_Exercise aim_
Every line of the listing below must be printed again exactly, apart from its pictures.

_Extracted entries_
□ □ □ □ □

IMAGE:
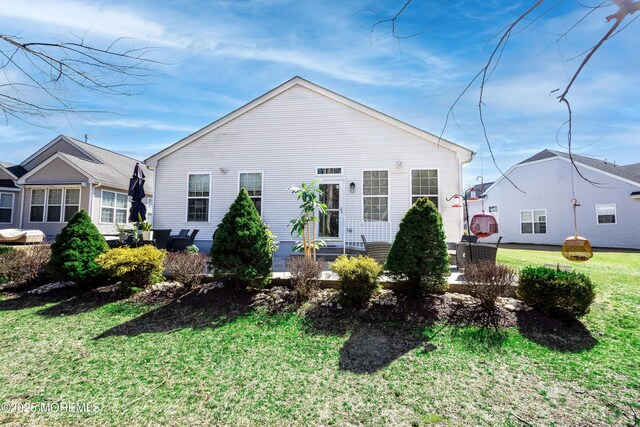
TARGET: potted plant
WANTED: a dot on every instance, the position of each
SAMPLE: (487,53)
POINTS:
(145,228)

□ □ □ □ □

_Exercise output_
IMAGE:
TARGET: potted plant
WANTED: a dot on every instance, the position of each
SAMPLE: (487,53)
POINTS:
(145,228)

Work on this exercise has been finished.